Point-based annotation data:
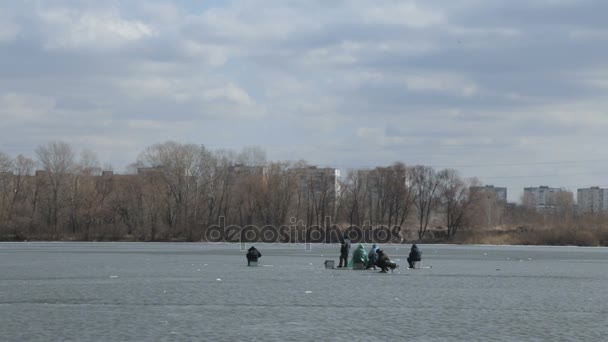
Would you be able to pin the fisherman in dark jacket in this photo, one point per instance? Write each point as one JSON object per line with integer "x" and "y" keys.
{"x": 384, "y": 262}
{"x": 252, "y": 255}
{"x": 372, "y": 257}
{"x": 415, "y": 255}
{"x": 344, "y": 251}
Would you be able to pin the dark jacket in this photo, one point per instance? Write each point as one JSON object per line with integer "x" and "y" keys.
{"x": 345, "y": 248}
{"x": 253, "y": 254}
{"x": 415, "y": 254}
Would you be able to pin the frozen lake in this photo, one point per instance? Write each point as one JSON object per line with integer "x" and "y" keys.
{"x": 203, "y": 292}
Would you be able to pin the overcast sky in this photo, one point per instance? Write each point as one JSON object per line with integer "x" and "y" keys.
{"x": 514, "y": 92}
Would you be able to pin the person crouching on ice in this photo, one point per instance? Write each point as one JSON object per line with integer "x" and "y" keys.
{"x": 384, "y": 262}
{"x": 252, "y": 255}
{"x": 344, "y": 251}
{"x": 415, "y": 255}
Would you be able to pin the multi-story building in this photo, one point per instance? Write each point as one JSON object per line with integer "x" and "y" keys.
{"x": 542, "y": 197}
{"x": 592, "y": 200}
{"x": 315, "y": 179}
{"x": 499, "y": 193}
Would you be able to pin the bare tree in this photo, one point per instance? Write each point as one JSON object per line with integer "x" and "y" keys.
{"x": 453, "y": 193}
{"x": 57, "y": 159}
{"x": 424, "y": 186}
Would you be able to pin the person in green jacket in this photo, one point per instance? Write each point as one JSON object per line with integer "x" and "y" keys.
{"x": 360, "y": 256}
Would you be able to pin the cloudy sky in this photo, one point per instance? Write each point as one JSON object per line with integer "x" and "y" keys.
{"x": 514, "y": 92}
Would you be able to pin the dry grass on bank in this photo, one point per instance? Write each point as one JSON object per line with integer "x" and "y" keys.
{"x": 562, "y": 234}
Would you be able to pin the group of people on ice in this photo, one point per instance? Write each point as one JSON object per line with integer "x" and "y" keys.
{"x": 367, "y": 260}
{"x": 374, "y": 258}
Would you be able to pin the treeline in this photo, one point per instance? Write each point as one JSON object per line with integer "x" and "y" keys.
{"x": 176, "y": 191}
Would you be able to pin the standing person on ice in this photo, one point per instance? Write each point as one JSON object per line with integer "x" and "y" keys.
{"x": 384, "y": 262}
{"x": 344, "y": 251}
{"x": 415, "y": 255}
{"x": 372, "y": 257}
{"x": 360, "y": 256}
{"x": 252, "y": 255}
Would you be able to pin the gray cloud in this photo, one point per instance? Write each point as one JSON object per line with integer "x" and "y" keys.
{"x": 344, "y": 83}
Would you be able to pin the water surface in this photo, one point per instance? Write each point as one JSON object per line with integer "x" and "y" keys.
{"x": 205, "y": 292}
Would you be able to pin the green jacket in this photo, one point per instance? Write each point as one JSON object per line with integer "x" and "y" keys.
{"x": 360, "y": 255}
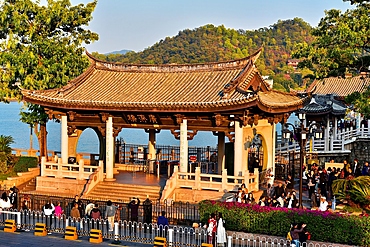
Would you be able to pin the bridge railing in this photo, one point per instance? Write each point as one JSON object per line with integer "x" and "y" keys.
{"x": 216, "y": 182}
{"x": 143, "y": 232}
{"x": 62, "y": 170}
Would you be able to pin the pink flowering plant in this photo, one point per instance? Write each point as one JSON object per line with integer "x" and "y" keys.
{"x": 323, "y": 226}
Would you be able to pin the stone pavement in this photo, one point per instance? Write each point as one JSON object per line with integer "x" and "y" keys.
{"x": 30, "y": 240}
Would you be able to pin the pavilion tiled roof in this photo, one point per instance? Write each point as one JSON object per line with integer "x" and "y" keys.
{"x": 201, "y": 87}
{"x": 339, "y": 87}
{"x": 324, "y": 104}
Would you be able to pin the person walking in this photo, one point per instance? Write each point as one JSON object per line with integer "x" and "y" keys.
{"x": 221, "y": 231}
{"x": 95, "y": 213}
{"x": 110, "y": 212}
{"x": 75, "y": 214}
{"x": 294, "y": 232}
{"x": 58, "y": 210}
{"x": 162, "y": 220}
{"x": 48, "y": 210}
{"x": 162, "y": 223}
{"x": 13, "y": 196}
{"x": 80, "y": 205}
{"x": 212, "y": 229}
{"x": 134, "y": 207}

Set problem:
All lines from the line containing "Would you be able to pin the standing" through the end of the listing above are to be given again exactly; pictures are not part of the copy.

Response to this task:
Would you be able to pin the standing person on ice in this photo, one point per instance? Write each point as one JSON object per line with integer "x" and "y" keys.
{"x": 384, "y": 262}
{"x": 344, "y": 251}
{"x": 415, "y": 255}
{"x": 372, "y": 257}
{"x": 360, "y": 256}
{"x": 252, "y": 255}
Would you be able to pin the gray cloud in this photo, one point per instance? Write each point as one JSON object per line with integer "x" and "y" keys.
{"x": 344, "y": 83}
Would you be able to pin the water surface in this photo, one point per instance? Write each point as one JSON object per line with integer "x" and "y" keys.
{"x": 205, "y": 292}
Would you be able to pin the green jacket in this photo, one point per instance? Write each point as one JSON object per line with integer "x" and "y" keys.
{"x": 360, "y": 255}
Would you be able to pin the bridge railing in this photo, one point per instance? Write each point as one JSON object per line with integer "x" and "y" keys.
{"x": 216, "y": 182}
{"x": 143, "y": 232}
{"x": 62, "y": 170}
Would you be able to pin the pink flowering plant in this photo, one point per instance? Write each point as one JSON object per line with integer "x" and "y" keys.
{"x": 323, "y": 226}
Would you be able to pin the stone pavement in this photo, one point per instance? Write each point as one JSON object per line with integer "x" and "y" keys.
{"x": 30, "y": 240}
Would you be able to pin the pavilion tiled roof in this photo, one point per instance? Write each point as one JSON object per line with integer "x" and "y" keys.
{"x": 201, "y": 87}
{"x": 339, "y": 87}
{"x": 324, "y": 104}
Would you be able to pin the person walking in this photo, one point per instance? Write each point as one JSON object per line with integer "x" and "y" keys.
{"x": 221, "y": 231}
{"x": 95, "y": 213}
{"x": 110, "y": 212}
{"x": 75, "y": 214}
{"x": 294, "y": 232}
{"x": 58, "y": 210}
{"x": 162, "y": 220}
{"x": 48, "y": 210}
{"x": 162, "y": 223}
{"x": 13, "y": 196}
{"x": 80, "y": 205}
{"x": 212, "y": 229}
{"x": 134, "y": 207}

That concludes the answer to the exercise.